_THE PROBLEM:_ Return all of the data exactly as given.

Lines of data
**********
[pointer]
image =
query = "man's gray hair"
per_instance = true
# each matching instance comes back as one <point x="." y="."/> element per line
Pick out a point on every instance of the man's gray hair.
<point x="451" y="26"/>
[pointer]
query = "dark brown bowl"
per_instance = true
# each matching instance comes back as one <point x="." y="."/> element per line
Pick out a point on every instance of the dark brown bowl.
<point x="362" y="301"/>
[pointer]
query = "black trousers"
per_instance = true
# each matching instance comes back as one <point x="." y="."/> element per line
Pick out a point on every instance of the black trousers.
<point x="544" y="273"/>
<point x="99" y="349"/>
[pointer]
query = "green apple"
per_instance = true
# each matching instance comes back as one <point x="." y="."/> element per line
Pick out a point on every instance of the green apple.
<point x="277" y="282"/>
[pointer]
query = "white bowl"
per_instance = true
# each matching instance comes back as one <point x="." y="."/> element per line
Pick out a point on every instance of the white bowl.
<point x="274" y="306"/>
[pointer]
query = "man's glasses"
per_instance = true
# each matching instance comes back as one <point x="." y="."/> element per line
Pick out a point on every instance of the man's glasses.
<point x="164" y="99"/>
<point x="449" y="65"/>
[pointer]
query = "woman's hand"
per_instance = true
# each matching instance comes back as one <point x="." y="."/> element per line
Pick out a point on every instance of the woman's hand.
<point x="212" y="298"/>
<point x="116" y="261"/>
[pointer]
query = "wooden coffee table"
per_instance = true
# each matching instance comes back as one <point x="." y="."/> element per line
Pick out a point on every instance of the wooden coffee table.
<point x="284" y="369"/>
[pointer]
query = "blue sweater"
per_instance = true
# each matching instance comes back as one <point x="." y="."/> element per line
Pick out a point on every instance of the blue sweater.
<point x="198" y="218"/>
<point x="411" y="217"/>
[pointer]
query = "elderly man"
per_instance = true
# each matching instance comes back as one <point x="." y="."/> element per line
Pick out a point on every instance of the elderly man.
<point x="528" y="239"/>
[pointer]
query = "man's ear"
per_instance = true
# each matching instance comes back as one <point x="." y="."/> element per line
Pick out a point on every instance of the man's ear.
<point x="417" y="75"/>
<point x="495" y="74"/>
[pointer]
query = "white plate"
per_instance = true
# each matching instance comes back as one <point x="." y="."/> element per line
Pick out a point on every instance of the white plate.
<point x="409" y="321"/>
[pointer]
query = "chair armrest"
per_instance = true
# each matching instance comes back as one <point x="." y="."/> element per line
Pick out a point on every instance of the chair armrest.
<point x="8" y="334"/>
**********
_FINAL RESULT:_
[pointer]
image =
query = "man's gray hair"
per_instance = true
# each matching instance comes back as one <point x="." y="."/> element per line
Pick out a point on every instance of the man's gray hair.
<point x="451" y="26"/>
[pointer]
query = "dark brown bowl"
per_instance = true
# each matching instance comes back as one <point x="." y="."/> element per line
Pick out a point on every instance of the dark brown bowl.
<point x="362" y="301"/>
[pointer]
query = "black trousers"
per_instance = true
# each matching instance comes back as one <point x="." y="."/> element per line
Pick out a point on every instance of the black trousers.
<point x="544" y="273"/>
<point x="99" y="349"/>
[pointer]
query = "green apple"
per_instance = true
# each matching instance comes back as one <point x="." y="."/> element per line
Pick out a point on every instance of the green apple.
<point x="277" y="282"/>
[pointer]
query = "white bowl"
per_instance = true
# each matching instance comes back as one <point x="." y="."/> element per line
Pick out a point on every instance of the white bowl.
<point x="274" y="306"/>
[pointer]
query = "man's glasses"
per_instance = true
# each matching instance comes back as one <point x="." y="."/> element per line
Pick out a point on every instance of the man's glasses.
<point x="164" y="99"/>
<point x="449" y="65"/>
[pointer]
query = "woman's hand"
per_instance = true
# each matching instance comes back as one <point x="." y="."/> element per line
Pick out a point on every instance of the woman's hand.
<point x="212" y="298"/>
<point x="116" y="261"/>
[pointer]
query = "wooden coffee table"
per_instance = true
# each matching instance comes back as one <point x="." y="."/> element per line
Pick out a point on every instance of the wooden coffee table.
<point x="284" y="369"/>
[pointer]
query = "blue sweater"
per_instance = true
# each matching instance comes back as one <point x="." y="."/> element per line
Pick out a point on every instance of the blue sweater.
<point x="198" y="218"/>
<point x="411" y="217"/>
[pointer]
query = "elderly man"
per_instance = true
# each matching instance comes back as one <point x="." y="."/> element per line
Pick out a point on every instance of the elderly man.
<point x="528" y="239"/>
[pointer]
query = "man's ear"
per_instance = true
# each matching instance comes back as one <point x="." y="."/> element per line
Pick out a point on every instance of the man's ear.
<point x="417" y="75"/>
<point x="495" y="74"/>
[pointer]
query = "white plate"
per_instance = true
# each matching instance comes back as one <point x="." y="."/> element per line
Pick out a point on every instance of the white plate.
<point x="409" y="321"/>
[pointer]
query = "chair armrest"
per_instance = true
# each matching instance comes back as one <point x="." y="."/> element per line
Pick out a point on every instance of the chair armrest.
<point x="8" y="334"/>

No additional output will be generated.